**Given exercise:** Retype every one of the entries below line for line, without altering a single character.

**Records for the exercise:**
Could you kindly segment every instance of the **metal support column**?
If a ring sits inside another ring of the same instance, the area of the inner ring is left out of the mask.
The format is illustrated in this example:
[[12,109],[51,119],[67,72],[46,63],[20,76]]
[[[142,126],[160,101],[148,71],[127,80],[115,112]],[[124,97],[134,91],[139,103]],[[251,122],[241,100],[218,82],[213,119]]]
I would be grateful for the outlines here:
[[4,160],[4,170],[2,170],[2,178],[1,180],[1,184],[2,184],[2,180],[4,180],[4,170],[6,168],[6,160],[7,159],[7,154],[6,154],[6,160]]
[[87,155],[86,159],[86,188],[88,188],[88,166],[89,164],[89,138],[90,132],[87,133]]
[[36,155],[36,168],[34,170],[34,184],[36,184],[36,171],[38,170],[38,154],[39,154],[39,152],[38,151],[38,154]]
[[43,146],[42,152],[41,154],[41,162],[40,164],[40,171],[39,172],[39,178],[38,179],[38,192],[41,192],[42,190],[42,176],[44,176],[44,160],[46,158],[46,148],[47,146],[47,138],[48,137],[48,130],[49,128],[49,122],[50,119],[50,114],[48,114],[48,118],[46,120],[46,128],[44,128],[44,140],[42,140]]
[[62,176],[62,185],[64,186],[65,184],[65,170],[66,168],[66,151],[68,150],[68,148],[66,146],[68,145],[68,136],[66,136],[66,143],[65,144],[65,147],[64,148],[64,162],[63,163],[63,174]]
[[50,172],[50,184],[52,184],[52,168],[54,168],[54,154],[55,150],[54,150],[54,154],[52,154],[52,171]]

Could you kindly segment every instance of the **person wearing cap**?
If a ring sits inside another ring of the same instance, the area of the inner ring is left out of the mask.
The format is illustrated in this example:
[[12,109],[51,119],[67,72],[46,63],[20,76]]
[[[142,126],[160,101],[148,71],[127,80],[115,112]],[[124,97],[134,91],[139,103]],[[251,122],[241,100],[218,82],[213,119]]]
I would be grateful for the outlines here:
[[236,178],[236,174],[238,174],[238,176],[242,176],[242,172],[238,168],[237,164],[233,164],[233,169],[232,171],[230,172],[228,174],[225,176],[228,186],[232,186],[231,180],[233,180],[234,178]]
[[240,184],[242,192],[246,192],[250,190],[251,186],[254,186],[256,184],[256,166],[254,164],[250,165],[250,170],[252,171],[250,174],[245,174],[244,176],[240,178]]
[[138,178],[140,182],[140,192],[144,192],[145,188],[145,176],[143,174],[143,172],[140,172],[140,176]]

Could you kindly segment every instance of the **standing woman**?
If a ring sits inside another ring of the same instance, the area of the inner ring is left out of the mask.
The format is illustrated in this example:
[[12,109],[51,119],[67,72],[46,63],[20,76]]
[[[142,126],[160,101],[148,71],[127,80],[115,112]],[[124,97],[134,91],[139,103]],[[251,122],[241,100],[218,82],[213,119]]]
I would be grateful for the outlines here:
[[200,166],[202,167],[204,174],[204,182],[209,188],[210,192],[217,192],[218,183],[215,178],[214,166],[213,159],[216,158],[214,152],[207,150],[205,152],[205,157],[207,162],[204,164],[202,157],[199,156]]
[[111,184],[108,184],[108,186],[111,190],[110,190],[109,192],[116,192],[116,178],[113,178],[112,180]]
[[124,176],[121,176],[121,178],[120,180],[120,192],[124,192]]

**Right answer:**
Could you kindly segment every instance of the **metal support column**?
If a ring sits inside another ring of the same instance, the area of the inner ring is left out of the mask.
The format is illustrated in this example:
[[12,109],[51,119],[67,72],[46,63],[20,76]]
[[[142,126],[160,101],[148,71],[127,80],[115,112]],[[124,97],[134,91],[139,103]],[[251,122],[241,100],[218,82],[213,119]]]
I would be grateful for the outlines here:
[[4,160],[4,170],[2,170],[2,178],[1,180],[1,184],[2,184],[2,180],[4,180],[4,170],[6,168],[6,160],[7,159],[7,154],[6,154],[6,160]]
[[87,155],[86,159],[86,188],[88,188],[88,166],[89,164],[89,138],[90,132],[87,133]]
[[36,155],[36,168],[34,170],[34,184],[36,184],[36,171],[38,170],[38,154],[39,154],[39,152],[38,151],[38,154]]
[[43,146],[42,152],[41,154],[41,162],[40,164],[40,171],[39,172],[39,178],[38,179],[38,192],[41,192],[42,190],[42,176],[44,176],[44,160],[46,158],[46,148],[47,146],[47,138],[48,137],[48,130],[49,128],[49,122],[50,119],[50,114],[48,114],[48,118],[46,120],[46,128],[44,128],[44,140],[42,140]]
[[62,176],[62,185],[64,186],[65,184],[65,170],[66,168],[66,151],[68,150],[68,148],[66,146],[68,145],[68,136],[66,136],[66,143],[65,144],[65,147],[64,148],[64,162],[63,163],[63,174]]
[[50,172],[50,184],[52,184],[52,168],[54,168],[54,154],[55,150],[54,150],[54,154],[52,154],[52,171]]

Could you kindly segment every instance of the **person wearing cap**?
If a ring sits inside another ring of the same instance, the area of the inner ring is left out of the mask.
The format is illustrated in this example:
[[12,109],[51,119],[67,72],[46,63],[20,76]]
[[[142,126],[160,101],[148,71],[127,80],[115,112]],[[124,97],[134,91],[139,103]],[[251,122],[241,100],[218,82],[213,119]]]
I would be grateful for the outlines here:
[[236,178],[236,174],[238,174],[238,176],[242,176],[242,172],[238,168],[237,164],[233,164],[233,169],[232,171],[230,172],[228,174],[225,176],[228,186],[232,186],[231,180],[233,180],[234,178]]
[[240,184],[242,192],[246,192],[250,190],[251,186],[254,186],[256,184],[256,166],[254,164],[250,165],[250,170],[252,171],[250,174],[245,174],[244,176],[240,178]]
[[138,178],[140,182],[140,192],[144,192],[145,188],[145,176],[143,174],[143,172],[140,172],[140,176]]

Could you kindly segment every instance of the **standing woman**?
If a ring sits inside another ring of the same instance, the area of the inner ring is left out of the mask.
The format is illustrated in this example:
[[12,109],[51,119],[67,72],[46,63],[20,76]]
[[[142,126],[160,101],[148,71],[127,80],[115,112]],[[124,97],[134,91],[139,103]],[[251,122],[241,100],[218,82],[213,119]]]
I would be grateful for the outlines here:
[[200,166],[202,167],[204,174],[204,182],[209,188],[210,192],[217,192],[218,183],[215,178],[214,166],[213,159],[216,158],[214,152],[207,150],[205,152],[205,157],[207,162],[204,164],[202,157],[199,156]]
[[111,184],[108,184],[108,186],[111,190],[110,190],[109,192],[116,192],[116,178],[113,178],[112,180]]
[[124,176],[121,176],[121,178],[120,180],[120,192],[124,192]]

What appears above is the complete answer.